**Selected passage**
As illustrated in FIG. 2, the hinge mechanism 130 includes a first rotational shaft X1, a second rotational shaft X2, a third rotational shaft X3, a first coupling portion 131, and a second coupling portion 132. The first rotational shaft X1 is a rotational shaft parallel to the X axis, and the second rotational shaft X2 is a rotational shaft orthogonal to the X axis. Further, the third rotational shaft X3 is a rotational shaft orthogonal to the Y axis.

A detailed configuration of the hinge mechanism 130 is described below, using an example in which the first to third rotational shafts X1, X2, and X3 are respectively parallel to the X axis, the Y axis, and the Z axis.

FIGS. 3 and 4 are enlarged schematic views illustrating the hinge mechanism 13, where FIG. 3 is a front view and FIG. 4 is a side view. Further, FIGS. 5 and 6 are schematic views respectively illustrating rotational ranges of the coupling portions 131 and 132 constituting the hinge mechanism 130, and FIG. 7 is a schematic view illustrating a rotational range of the display unit 12.

The first coupling portion 131 is constituted of a plate-like portion 131a and a protrusion portion 131b. The plate-like portion 131a is supported by the main body 110 through the first rotational shaft X1. The protrusion portion 131b is provided in the center of a left-lateral side 131c of the plate-like portion 131a in the Y-axis direction, and protrudes upwardly above an upward principal side 131d. As illustrated in FIG. 5, the first coupling portion 131 has a rotational range in which the first coupling portion 131 rotates at least 180 degrees about the first rotational shaft X1 with respect to the main body 110.

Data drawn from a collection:
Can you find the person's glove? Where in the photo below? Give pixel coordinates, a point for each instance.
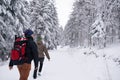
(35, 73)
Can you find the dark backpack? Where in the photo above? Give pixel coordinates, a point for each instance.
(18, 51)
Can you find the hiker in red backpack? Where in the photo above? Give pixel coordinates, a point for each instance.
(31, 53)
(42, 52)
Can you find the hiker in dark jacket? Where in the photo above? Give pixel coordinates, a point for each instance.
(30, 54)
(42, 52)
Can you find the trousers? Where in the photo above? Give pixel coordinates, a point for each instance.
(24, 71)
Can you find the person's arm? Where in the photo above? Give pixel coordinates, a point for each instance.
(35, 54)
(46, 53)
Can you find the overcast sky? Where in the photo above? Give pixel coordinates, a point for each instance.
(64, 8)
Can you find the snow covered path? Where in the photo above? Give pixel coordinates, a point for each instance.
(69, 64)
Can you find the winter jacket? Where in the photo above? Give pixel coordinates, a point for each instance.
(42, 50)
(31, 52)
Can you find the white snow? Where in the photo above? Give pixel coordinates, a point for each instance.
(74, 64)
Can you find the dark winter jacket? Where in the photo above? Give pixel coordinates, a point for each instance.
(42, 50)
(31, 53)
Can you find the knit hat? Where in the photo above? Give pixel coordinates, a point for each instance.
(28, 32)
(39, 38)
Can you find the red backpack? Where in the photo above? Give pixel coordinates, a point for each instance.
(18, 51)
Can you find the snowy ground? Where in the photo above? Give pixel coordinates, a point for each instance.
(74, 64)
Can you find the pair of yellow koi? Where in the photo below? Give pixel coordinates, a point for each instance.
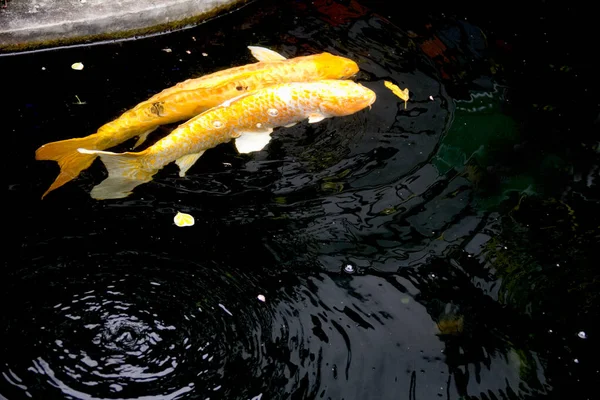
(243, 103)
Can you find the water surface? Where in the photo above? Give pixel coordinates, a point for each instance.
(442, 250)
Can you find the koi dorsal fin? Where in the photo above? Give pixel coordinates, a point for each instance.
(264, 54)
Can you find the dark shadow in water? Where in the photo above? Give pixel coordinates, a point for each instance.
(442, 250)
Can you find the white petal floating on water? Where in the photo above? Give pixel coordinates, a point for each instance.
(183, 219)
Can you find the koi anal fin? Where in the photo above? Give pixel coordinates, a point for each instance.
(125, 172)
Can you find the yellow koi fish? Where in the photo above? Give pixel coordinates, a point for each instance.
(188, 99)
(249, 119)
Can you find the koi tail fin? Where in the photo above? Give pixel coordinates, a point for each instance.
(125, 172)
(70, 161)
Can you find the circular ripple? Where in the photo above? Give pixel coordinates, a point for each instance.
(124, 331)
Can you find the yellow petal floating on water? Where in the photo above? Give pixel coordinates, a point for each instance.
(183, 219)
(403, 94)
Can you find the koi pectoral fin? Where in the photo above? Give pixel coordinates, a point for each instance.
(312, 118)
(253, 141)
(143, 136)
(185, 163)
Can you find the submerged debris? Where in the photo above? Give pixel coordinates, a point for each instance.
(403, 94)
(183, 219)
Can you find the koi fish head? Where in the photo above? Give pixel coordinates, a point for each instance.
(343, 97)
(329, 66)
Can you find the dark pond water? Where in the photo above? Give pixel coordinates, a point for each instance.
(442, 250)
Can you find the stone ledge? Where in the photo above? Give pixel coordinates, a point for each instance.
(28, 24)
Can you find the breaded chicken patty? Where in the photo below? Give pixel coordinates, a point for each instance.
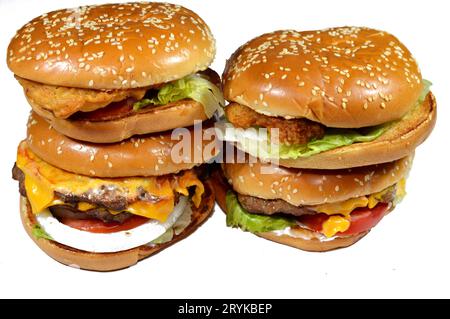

**Work to complete**
[a] Using the passage on the hinge mechanism, explain in one to three sentences how the first coupling portion 131 is built and how it moves relative to the main body.
[b] Summarize the passage on the hinge mechanism in two sentences.
[c] Write the next paragraph of the passage on the hinge mechanism, starting after its final sentence.
This material plays no part in any of the tasks.

**Response list**
[a] The first coupling portion 131 consists of a plate-like portion 131a, which the main body 110 supports through the first rotational shaft X1, and a protrusion portion 131b. The protrusion portion sits in the center of the plate's left-lateral side 131c in the Y-axis direction and protrudes upward above the upward principal side 131d. As FIG. 5 shows, the coupling portion can rotate at least 180 degrees about shaft X1 relative to the main body.

[b] The hinge mechanism 130 has three rotational shafts, X1, X2, and X3, and two coupling portions, 131 and 132. Its detailed description uses an example in which the shafts are parallel to the X, Y, and Z axes, and it describes the first coupling portion as a plate-like portion supported by the main body through shaft X1, with a protrusion on its left-lateral side, that can rotate at least 180 degrees about X1.

[c]
The second coupling portion 132 is a U-shaped plate-like portion, and has an opening 132a that opens toward the protrusion portion 131b. The second coupling portion 132 is supported by an upward end of the protrusion portion 131b through the second rotational shaft X2.

Here, in FIG. 3, in the second coupling portion 132 according to the present embodiment, a width L2 of the opening 132a in the Z-axis direction is substantially equal to or greater than a height L1 of the protrusion portion 131b in the Z-axis direction, and the second rotational shaft X2 is skew to the first rotational shaft X1. As illustrated in FIG. 6, this configuration permits the second coupling portion 132 to have a rotational range in which the second coupling portion 132 rotates 270 degrees about the second rotational shaft X2. This results in being able to accommodate the display screen 121 of the display unit 120 in a state of being oriented in the left-lateral direction. Typically, the second coupling portion 132 is fixed with click at 90-degree intervals during a period from the second coupling portion 132 being in contact with the principal side 131d to the second coupling portion 132 coming into contact with the side 131c.

Further, the second coupling portion 132 supports the display unit 120 through the third rotational shaft X3. As illustrated in FIG. 7, the display unit 120 has a rotational range in which the display unit 120 rotates at least 180 degrees about the third rotational shaft X3 with respect to the second coupling portion 132. This results in being able to invert the display unit 120, for example, from a state in which the display screen 121 is oriented toward the grip belt G2 (refer to FIG. 13). In other words, it is possible to invert the display screen 121 from a state of being oriented in the left-lateral direction to a state of being oriented in the right-lateral direction.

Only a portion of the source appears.